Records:
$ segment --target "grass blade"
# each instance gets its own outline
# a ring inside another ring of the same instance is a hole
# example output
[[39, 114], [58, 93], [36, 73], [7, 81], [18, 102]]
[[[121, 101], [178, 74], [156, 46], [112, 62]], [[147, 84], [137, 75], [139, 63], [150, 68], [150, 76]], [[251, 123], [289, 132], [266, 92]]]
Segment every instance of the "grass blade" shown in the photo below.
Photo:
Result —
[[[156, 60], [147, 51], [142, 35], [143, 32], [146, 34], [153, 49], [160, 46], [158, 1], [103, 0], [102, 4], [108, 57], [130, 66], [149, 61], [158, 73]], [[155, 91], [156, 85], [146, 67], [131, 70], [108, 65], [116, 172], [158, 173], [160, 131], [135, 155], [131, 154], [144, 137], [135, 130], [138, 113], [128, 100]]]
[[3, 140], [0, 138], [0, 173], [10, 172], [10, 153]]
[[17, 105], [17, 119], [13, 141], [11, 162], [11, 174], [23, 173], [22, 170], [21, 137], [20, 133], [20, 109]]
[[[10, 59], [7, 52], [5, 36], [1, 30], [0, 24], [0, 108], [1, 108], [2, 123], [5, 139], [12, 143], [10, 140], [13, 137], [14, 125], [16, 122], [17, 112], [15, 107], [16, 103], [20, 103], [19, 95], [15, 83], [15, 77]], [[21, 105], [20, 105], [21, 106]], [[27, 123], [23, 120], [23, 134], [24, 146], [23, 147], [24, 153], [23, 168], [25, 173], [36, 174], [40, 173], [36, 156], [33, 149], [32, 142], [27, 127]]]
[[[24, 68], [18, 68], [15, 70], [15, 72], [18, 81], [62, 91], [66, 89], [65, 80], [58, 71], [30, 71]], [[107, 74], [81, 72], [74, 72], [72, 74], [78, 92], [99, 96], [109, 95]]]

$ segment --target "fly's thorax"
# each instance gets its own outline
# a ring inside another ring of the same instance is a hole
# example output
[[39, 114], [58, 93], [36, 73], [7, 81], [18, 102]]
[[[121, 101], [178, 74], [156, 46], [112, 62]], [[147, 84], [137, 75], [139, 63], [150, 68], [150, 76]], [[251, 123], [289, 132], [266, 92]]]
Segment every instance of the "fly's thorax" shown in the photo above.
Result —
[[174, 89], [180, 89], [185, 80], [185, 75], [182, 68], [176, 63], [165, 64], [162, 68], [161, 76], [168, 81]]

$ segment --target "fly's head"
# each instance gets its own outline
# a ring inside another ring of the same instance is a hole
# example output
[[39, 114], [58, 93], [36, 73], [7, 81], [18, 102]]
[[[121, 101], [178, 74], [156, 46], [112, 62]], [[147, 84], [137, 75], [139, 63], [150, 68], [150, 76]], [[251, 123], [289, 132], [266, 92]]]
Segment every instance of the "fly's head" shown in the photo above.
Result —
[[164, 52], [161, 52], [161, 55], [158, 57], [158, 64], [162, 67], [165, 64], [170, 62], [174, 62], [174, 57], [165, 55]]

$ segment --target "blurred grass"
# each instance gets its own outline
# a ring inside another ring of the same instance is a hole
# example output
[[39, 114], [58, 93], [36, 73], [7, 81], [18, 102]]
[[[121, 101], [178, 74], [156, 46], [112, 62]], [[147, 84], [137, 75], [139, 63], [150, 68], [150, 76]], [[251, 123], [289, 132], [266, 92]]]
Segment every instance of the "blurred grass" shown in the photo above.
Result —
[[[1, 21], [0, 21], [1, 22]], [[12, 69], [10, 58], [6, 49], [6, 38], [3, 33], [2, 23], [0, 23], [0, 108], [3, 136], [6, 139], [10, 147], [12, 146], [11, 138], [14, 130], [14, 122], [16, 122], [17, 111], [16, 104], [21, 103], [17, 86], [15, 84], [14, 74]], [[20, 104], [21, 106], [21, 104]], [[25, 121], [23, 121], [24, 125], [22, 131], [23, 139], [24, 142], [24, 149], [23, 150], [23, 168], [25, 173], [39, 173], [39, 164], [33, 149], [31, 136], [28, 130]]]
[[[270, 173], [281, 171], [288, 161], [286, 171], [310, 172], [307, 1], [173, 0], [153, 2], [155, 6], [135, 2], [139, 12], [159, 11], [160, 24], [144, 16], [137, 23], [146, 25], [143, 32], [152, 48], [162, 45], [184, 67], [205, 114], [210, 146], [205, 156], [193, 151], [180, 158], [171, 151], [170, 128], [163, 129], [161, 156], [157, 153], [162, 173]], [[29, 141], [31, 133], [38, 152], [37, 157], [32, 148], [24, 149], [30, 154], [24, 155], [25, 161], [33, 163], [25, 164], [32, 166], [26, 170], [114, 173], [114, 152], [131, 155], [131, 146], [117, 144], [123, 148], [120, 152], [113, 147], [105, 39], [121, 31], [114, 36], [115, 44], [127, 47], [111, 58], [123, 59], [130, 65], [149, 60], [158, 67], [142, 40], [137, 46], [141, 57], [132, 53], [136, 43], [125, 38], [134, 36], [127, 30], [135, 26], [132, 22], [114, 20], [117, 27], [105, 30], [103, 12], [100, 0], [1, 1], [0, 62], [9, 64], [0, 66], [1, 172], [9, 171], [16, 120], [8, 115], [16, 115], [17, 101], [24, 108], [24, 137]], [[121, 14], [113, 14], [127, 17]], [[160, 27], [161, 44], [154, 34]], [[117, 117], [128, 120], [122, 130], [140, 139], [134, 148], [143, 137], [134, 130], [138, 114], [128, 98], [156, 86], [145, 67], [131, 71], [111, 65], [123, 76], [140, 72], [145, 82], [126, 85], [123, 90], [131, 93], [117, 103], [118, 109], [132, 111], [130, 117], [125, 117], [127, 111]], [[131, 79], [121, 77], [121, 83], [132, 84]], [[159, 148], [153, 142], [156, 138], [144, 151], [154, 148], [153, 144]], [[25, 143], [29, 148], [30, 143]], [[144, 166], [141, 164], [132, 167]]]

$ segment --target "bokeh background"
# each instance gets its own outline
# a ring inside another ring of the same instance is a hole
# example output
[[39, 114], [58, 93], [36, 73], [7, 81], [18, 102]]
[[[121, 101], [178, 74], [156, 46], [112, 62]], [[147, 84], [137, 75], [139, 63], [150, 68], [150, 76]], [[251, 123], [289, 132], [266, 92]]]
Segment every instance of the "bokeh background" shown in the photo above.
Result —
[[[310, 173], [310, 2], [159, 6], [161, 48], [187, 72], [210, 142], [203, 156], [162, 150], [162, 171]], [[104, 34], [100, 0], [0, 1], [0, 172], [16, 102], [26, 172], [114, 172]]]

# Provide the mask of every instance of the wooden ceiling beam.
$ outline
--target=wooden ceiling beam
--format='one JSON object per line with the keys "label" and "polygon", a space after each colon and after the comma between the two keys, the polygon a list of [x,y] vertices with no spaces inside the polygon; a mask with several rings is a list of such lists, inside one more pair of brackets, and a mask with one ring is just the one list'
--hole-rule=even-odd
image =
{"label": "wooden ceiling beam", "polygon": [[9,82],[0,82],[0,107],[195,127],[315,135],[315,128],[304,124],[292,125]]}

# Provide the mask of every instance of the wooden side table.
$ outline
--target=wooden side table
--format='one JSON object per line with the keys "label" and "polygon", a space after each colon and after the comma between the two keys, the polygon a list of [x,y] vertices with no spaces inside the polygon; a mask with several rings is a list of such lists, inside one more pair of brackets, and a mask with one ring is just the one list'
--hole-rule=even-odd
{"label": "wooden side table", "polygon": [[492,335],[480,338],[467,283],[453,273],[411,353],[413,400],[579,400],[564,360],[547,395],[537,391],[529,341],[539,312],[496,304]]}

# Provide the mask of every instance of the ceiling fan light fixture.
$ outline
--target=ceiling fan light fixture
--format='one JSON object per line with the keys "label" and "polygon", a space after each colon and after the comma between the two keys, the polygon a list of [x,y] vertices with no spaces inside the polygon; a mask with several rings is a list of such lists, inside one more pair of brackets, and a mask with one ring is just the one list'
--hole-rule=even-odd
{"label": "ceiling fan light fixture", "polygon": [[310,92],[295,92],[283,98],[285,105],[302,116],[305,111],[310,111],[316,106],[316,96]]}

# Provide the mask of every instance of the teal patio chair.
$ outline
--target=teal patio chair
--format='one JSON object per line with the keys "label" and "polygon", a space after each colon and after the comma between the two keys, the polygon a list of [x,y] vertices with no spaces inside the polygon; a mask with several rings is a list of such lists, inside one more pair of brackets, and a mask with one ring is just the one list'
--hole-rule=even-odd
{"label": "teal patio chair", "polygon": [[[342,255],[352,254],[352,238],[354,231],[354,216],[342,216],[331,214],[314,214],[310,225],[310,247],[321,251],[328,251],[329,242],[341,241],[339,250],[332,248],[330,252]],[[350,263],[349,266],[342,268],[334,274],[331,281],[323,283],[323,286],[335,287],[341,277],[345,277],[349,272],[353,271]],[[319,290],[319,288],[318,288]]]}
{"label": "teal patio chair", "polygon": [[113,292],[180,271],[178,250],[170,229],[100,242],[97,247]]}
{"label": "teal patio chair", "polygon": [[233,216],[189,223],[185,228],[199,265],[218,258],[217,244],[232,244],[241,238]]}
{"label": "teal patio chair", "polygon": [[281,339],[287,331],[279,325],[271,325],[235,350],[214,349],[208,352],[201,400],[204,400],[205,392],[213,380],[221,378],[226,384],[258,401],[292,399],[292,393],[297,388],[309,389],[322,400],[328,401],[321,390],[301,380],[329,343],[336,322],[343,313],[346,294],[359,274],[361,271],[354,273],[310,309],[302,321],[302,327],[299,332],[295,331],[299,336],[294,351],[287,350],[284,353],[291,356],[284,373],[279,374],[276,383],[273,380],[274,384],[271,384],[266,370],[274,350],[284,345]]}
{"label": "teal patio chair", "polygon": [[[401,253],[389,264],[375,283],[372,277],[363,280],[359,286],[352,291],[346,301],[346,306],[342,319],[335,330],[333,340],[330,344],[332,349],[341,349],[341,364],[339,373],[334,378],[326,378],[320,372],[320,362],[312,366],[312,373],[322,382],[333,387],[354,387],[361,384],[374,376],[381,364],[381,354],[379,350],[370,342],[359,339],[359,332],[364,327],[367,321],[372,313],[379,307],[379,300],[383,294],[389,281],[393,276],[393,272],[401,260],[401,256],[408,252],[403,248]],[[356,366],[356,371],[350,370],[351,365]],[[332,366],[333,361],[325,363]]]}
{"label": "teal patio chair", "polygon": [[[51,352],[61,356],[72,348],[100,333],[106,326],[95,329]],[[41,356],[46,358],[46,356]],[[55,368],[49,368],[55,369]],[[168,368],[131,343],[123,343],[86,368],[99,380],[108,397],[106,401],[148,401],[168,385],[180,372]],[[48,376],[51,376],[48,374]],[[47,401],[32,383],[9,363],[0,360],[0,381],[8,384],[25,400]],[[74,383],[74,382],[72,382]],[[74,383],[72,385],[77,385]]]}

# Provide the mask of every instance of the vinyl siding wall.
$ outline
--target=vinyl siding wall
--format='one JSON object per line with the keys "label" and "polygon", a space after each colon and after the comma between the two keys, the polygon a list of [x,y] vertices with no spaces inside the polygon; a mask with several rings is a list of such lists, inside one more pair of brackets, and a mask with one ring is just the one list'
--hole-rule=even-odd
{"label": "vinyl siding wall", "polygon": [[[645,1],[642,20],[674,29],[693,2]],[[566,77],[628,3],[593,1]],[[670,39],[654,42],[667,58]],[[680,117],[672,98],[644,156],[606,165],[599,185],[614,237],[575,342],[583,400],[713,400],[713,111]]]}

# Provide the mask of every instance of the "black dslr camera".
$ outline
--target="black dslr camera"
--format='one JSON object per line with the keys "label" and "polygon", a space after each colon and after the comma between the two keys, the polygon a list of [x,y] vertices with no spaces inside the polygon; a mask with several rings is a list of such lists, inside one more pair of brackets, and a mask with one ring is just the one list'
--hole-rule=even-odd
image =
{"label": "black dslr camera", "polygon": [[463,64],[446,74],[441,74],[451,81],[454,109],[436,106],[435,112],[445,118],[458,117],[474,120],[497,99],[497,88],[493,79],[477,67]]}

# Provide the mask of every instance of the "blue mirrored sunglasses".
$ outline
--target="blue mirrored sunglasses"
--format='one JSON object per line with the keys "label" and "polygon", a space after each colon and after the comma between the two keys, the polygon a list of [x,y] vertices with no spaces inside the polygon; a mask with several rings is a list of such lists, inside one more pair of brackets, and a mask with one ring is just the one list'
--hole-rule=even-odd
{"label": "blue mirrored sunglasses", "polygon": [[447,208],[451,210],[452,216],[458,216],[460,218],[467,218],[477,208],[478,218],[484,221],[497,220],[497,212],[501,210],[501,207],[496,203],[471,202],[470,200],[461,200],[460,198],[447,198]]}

REQUIREMENT:
Count the lines in the items above that contain the string "ceiling", matching case exactly, and give only the number.

CORRECT OUTPUT:
6